• Given instruction 1:
In the comment thread, how many kids does Raina say would break her?

I've learned that it turns out that there's nothing funnier than singing "If You're Happy and You Know It."

I've learned that it is possible to do things you never dreamed out of the sheer force of the love you feel for one tiny little person.

autumnesf said...

Great list that I can echo almost exactly. Although I do give credit to our agency for working to prepare us more than the norm at the time. They did a good job. But all the training in the world doesn't sink all the way down in your soul and make it real until you are standing in the shoes and living the life. At least the head knowledge is there even if it hadn't reached the heart yet.

Raina said...

Hello my friend. Long time no comment.

I've learned that attaching to an adopted child is very different than attaching to a bio child, and there's no shame in that. There's no shame in any of the many differences between our adopted kids and our bio kids, and ignoring the differences is dangerous.

I've learned that 4 kids is no harder than 3 kids. And that 5 kids would break me.

I've learned the value of a good support system.

I've learned to be even more selective in choosing my battles.

Raina said...

One more, and probably the biggest and hardest:

We can't take the hurt away. Our job isn't to fix their pain, it is unfixable, but to help them learn to carry it. It is a lesson I am learning from both ends, and it is crushing.

Tricia said...

After reading that post, I agree with you, being a 'Mean Mom' isn't that bad of a goal, in fact I would add, it is a great one! By the time they are teenagers, having let them do all things like everyone else really makes it hard to teach them to be an individual. So, in addition to letting her hold on to being small, you are also helping her to not choose the way of the crowd when she gets older. One phrase I have never heard from my 15 & 14yo is, "But everyone else is doing it!" I think that partially lies in the fact that I parented them so differently from 'everyone else' for their whole lives and as they grew they heard me defend my choices to those around me. You are doing a great job!

Patricia/NYC said...

One of my biggest lessons, on the brink of Miss K turning 6 this coming Monday: BE IN THE MOMENT!!!!

• Excerpted records:

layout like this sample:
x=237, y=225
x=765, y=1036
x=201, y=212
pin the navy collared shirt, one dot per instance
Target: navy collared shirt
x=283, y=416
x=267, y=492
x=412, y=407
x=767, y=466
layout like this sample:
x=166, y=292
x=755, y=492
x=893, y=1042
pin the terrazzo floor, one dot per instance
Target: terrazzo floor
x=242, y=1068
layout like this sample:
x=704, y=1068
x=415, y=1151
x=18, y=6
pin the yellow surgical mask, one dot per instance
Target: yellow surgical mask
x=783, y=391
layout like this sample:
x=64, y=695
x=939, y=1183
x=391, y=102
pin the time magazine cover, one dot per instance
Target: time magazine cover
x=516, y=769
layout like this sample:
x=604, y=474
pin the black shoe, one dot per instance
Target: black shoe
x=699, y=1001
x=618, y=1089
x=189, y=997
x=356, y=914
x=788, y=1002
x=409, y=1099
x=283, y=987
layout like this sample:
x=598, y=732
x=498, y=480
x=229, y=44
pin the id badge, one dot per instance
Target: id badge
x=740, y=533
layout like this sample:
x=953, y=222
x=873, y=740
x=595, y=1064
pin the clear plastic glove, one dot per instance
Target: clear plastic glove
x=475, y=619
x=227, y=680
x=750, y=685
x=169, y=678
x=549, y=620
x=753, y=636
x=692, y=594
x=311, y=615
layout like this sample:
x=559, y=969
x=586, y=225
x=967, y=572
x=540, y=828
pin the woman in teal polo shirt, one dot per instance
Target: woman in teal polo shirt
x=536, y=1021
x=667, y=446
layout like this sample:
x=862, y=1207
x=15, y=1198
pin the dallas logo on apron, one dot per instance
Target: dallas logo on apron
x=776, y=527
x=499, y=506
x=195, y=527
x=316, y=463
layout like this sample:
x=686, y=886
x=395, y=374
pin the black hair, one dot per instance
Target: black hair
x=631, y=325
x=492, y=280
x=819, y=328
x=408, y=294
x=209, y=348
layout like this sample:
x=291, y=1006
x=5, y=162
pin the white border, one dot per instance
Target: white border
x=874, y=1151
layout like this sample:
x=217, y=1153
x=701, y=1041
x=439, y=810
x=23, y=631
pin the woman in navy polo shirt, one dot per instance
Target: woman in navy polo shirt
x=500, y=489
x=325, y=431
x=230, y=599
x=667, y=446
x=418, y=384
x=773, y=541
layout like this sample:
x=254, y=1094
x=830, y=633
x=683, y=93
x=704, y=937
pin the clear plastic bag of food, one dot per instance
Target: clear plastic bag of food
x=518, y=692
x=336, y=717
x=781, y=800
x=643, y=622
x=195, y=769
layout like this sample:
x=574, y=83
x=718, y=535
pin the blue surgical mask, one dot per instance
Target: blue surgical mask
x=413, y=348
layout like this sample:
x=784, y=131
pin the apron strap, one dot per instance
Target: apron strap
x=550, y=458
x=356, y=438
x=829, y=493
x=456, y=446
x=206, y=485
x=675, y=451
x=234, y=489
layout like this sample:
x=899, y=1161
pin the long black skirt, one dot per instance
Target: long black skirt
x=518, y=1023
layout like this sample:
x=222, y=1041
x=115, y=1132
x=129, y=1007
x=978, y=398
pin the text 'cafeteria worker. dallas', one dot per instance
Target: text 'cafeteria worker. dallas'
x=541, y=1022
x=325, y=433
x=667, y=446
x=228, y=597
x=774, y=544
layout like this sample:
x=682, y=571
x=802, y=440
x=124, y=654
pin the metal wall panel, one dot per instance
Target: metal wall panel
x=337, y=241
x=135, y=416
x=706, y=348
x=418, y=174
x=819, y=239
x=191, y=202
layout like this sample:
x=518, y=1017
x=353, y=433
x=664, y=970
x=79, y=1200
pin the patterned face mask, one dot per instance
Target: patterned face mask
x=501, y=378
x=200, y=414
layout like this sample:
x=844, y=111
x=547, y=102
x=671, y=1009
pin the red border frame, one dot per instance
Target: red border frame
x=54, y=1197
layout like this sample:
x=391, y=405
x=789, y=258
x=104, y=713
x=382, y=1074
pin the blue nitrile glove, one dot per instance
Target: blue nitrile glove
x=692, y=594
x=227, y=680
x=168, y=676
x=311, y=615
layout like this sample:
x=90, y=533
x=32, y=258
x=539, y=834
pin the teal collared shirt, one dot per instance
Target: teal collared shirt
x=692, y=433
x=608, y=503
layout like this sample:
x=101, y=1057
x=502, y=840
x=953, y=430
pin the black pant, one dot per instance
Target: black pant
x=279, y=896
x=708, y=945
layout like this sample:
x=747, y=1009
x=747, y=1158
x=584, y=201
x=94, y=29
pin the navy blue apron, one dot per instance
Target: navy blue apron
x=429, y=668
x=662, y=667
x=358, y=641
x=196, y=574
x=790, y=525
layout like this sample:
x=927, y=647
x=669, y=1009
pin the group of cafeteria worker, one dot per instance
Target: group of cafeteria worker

• Given instruction 2:
Give the stretch of the listing from its first line through the line containing "x=316, y=463" as a Markdown table with columns n and Line, one numbered row per line, with blank lines omitted.

• Exercise answer 1:
Five kids.

• Exercise answer 2:
| n | Line |
|---|---|
| 1 | layout like this sample: |
| 2 | x=237, y=225 |
| 3 | x=765, y=1036 |
| 4 | x=201, y=212 |
| 5 | pin the navy collared shirt, one dot per instance |
| 6 | Target: navy collared shirt |
| 7 | x=283, y=416 |
| 8 | x=267, y=492 |
| 9 | x=412, y=407 |
| 10 | x=767, y=466 |
| 11 | layout like this sample: |
| 12 | x=166, y=292 |
| 13 | x=755, y=492 |
| 14 | x=893, y=1042 |
| 15 | pin the terrazzo floor, one dot per instance |
| 16 | Target: terrazzo floor |
| 17 | x=242, y=1068 |
| 18 | layout like this sample: |
| 19 | x=704, y=1068 |
| 20 | x=415, y=1151 |
| 21 | x=18, y=6 |
| 22 | pin the yellow surgical mask, one dot per instance |
| 23 | Target: yellow surgical mask |
| 24 | x=783, y=391 |
| 25 | layout like this sample: |
| 26 | x=64, y=695 |
| 27 | x=939, y=1183 |
| 28 | x=391, y=102 |
| 29 | pin the time magazine cover, one dot per instance |
| 30 | Target: time magazine cover |
| 31 | x=516, y=769 |
| 32 | layout like this sample: |
| 33 | x=604, y=474 |
| 34 | pin the black shoe, one dot per instance |
| 35 | Target: black shoe |
| 36 | x=699, y=1001 |
| 37 | x=618, y=1089 |
| 38 | x=189, y=997 |
| 39 | x=356, y=914 |
| 40 | x=788, y=1002 |
| 41 | x=409, y=1099 |
| 42 | x=283, y=987 |
| 43 | layout like this sample: |
| 44 | x=598, y=732 |
| 45 | x=498, y=480 |
| 46 | x=229, y=44 |
| 47 | pin the id badge, one dot per instance |
| 48 | Target: id badge |
| 49 | x=740, y=533 |
| 50 | layout like this sample: |
| 51 | x=953, y=222 |
| 52 | x=873, y=740 |
| 53 | x=595, y=1064 |
| 54 | pin the clear plastic glove, one dot per instance |
| 55 | Target: clear plastic glove |
| 56 | x=475, y=619 |
| 57 | x=227, y=680 |
| 58 | x=750, y=685 |
| 59 | x=169, y=678 |
| 60 | x=549, y=620 |
| 61 | x=753, y=636 |
| 62 | x=692, y=594 |
| 63 | x=311, y=615 |
| 64 | layout like this sample: |
| 65 | x=559, y=969 |
| 66 | x=586, y=225 |
| 67 | x=967, y=572 |
| 68 | x=540, y=828 |
| 69 | pin the woman in teal polo shirt, one dot per instance |
| 70 | Target: woman in teal polo shirt |
| 71 | x=536, y=1021 |
| 72 | x=667, y=446 |
| 73 | layout like this sample: |
| 74 | x=862, y=1207 |
| 75 | x=15, y=1198 |
| 76 | pin the dallas logo on apron, one dot per instance |
| 77 | Target: dallas logo on apron |
| 78 | x=776, y=527 |
| 79 | x=499, y=506 |
| 80 | x=195, y=527 |
| 81 | x=316, y=463 |